Pedro Sánchez Rodríguez

Los sucesores

CARTAS POLÍTICAS

Pedro Sánchez Rodríguez*Esta columna expresa el punto de vista de su autor, no necesariamente de La Razón.
Pedro Sánchez Rodríguez
*Esta columna expresa el punto de vista de su autor, no necesariamente de La Razón.
Por:

No hay un evento más importante en la grilla mexicana que la sucesión presidencial. Es así, porque dentro de este evento se elucubra sobre el futuro de todo un país. 

Es un evento, sin duda, importante, que le da contenido a la conversación pública, que desata airadas pasiones y teorías de la conspiración. Miles de personas invierten genio, tinta y, literalmente, dinero para prepararse a la potencial llegada de un personaje que tendrá la potestad de decidir sobre la continuidad o la creación de nuevas políticas públicas, influir en la agenda legislativa y representar los intereses nacionales en el extranjero.

Desde un punto de vista macropolítico, la llegada a la democracia en México, simbolizado con la llegada de Vicente Fox en el 2000, significó un cambio en el juego de la sucesión presidencial con relación a los sexenios priistas que le antecedieron. En resultados, uno no podría decir que ha habido un cambio sustancial en materia de políticas públicas, desarrollo económico, ni bienestar de la población. La democracia ha generado, y no es cosa menor, estabilidad macroeconómica y paz política, pero no ha generado ni hazañas notables, ni catástrofes irrecuperables.

Por supuesto, el que no haya cambios sustanciales, ni para bien, ni para mal, implica que continuamos enfrentándonos a la desigualdad rampante, la violencia del crimen organizado y del narcotráfico, la pobreza insultante, la corrupción cínica o el crecimiento mediocre. La democracia no genera héroes nacionales y menos tiranos deleznables. En todo caso y, bien entendida y ejecutada, da la posibilidad de generar consensos amplios producto de la reflexión, la conversación, el análisis y el estudio que pudieran sentar las bases para una política clara de solución de problemas.

* _TAREA 1_: Reproduce sin cambios las filas de datos desde la primera hasta la línea que contiene "[229,177,242,204]", ambas incluidas.

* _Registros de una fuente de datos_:

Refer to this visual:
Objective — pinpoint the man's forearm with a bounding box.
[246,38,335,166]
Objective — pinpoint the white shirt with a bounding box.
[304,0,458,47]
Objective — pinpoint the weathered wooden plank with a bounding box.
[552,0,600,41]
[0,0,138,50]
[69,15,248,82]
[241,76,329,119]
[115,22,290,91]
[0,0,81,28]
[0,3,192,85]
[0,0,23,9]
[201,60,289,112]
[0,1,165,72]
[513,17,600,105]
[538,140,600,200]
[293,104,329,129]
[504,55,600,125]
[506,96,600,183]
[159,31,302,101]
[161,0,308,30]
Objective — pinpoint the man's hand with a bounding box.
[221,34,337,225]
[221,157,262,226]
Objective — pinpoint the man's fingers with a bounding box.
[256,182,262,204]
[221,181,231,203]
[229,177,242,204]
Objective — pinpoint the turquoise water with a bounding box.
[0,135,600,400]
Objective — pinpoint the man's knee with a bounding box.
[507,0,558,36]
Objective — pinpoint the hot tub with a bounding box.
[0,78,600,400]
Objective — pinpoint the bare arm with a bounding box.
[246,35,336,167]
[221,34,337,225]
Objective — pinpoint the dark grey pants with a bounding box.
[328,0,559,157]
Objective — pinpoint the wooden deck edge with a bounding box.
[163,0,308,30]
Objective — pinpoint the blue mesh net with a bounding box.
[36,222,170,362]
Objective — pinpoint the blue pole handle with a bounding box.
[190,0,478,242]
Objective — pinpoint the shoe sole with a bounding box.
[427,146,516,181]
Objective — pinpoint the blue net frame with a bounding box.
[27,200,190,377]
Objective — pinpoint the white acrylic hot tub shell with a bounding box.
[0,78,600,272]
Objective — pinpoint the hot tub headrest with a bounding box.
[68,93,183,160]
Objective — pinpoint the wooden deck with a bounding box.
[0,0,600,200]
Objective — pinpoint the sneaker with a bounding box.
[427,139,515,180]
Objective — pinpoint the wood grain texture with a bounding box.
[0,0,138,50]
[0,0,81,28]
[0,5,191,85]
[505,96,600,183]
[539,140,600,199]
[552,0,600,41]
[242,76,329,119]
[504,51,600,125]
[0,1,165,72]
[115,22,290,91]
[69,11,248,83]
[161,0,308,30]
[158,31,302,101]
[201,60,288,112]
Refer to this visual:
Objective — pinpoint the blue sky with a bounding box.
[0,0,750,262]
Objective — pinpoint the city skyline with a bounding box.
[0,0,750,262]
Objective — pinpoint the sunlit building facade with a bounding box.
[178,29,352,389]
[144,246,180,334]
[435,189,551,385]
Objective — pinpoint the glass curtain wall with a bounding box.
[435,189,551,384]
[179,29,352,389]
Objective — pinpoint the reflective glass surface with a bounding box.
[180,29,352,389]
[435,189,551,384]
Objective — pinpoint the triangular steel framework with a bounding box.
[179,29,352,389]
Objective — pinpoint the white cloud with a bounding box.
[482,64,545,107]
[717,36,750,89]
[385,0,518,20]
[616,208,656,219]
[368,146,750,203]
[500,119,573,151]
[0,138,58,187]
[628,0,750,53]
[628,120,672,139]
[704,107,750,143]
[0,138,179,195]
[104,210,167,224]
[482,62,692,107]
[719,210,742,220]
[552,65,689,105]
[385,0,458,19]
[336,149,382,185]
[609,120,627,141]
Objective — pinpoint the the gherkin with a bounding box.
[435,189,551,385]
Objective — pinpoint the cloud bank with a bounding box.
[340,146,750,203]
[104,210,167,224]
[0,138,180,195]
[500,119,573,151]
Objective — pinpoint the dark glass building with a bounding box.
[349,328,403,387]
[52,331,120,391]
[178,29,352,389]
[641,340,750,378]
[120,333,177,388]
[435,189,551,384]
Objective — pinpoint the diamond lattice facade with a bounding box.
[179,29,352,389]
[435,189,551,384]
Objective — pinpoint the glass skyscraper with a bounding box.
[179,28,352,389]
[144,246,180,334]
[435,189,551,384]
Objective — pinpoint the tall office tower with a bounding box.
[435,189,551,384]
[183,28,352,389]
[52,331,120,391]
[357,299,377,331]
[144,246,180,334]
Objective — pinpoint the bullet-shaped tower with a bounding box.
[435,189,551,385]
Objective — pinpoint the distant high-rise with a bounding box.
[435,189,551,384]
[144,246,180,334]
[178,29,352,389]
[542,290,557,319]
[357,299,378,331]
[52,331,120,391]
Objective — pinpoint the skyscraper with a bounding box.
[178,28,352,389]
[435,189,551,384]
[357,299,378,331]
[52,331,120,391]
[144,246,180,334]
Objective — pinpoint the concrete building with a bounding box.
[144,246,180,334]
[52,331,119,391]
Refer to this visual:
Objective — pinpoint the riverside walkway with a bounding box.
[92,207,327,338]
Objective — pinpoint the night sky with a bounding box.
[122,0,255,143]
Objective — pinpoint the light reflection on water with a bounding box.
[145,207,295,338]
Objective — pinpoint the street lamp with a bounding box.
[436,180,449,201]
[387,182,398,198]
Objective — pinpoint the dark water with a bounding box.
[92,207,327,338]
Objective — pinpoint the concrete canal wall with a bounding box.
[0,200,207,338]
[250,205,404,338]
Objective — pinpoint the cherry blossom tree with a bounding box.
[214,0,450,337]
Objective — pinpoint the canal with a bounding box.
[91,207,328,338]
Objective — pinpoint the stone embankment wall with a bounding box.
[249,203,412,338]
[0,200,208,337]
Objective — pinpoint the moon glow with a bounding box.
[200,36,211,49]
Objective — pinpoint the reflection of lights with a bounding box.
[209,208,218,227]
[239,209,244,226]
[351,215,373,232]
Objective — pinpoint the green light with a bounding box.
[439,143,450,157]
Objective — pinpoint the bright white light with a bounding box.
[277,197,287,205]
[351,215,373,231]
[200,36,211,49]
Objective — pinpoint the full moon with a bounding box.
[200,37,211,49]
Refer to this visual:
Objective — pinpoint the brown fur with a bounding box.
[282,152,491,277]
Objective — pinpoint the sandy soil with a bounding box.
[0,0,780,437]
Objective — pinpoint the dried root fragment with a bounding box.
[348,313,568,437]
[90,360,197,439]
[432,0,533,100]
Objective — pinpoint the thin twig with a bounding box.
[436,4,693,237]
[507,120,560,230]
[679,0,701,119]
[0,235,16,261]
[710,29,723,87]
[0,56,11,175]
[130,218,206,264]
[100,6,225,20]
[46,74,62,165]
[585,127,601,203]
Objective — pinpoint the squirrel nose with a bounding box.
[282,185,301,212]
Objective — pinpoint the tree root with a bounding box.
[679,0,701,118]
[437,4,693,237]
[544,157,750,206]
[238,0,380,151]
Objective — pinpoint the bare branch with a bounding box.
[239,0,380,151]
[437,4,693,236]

* _TAREA 2_: Transcribe literalmente el fragmento de la columna sobre la sucesión presidencial que va de "Desde un punto" a "ni catástrofes irrecuperables.", ambos incluidos.

* _RESULTADO 1_:
Refer to this visual:
Objective — pinpoint the man's forearm with a bounding box.
[246,38,335,166]
Objective — pinpoint the white shirt with a bounding box.
[304,0,458,47]
Objective — pinpoint the weathered wooden plank with a bounding box.
[552,0,600,41]
[0,0,138,50]
[69,15,248,82]
[241,76,329,119]
[115,22,290,91]
[0,0,81,28]
[0,3,192,85]
[0,0,23,9]
[201,60,289,112]
[0,1,165,72]
[513,17,600,105]
[538,140,600,200]
[293,104,329,129]
[504,55,600,125]
[506,96,600,183]
[159,31,302,101]
[161,0,308,30]
Objective — pinpoint the man's hand with a bounding box.
[221,34,337,225]
[221,157,262,226]
Objective — pinpoint the man's fingers with a bounding box.
[256,182,262,204]
[221,181,231,203]
[229,177,242,204]

* _RESULTADO 2_:
Desde un punto de vista macropolítico, la llegada a la democracia en México, simbolizado con la llegada de Vicente Fox en el 2000, significó un cambio en el juego de la sucesión presidencial con relación a los sexenios priistas que le antecedieron. En resultados, uno no podría decir que ha habido un cambio sustancial en materia de políticas públicas, desarrollo económico, ni bienestar de la población. La democracia ha generado, y no es cosa menor, estabilidad macroeconómica y paz política, pero no ha generado ni hazañas notables, ni catástrofes irrecuperables.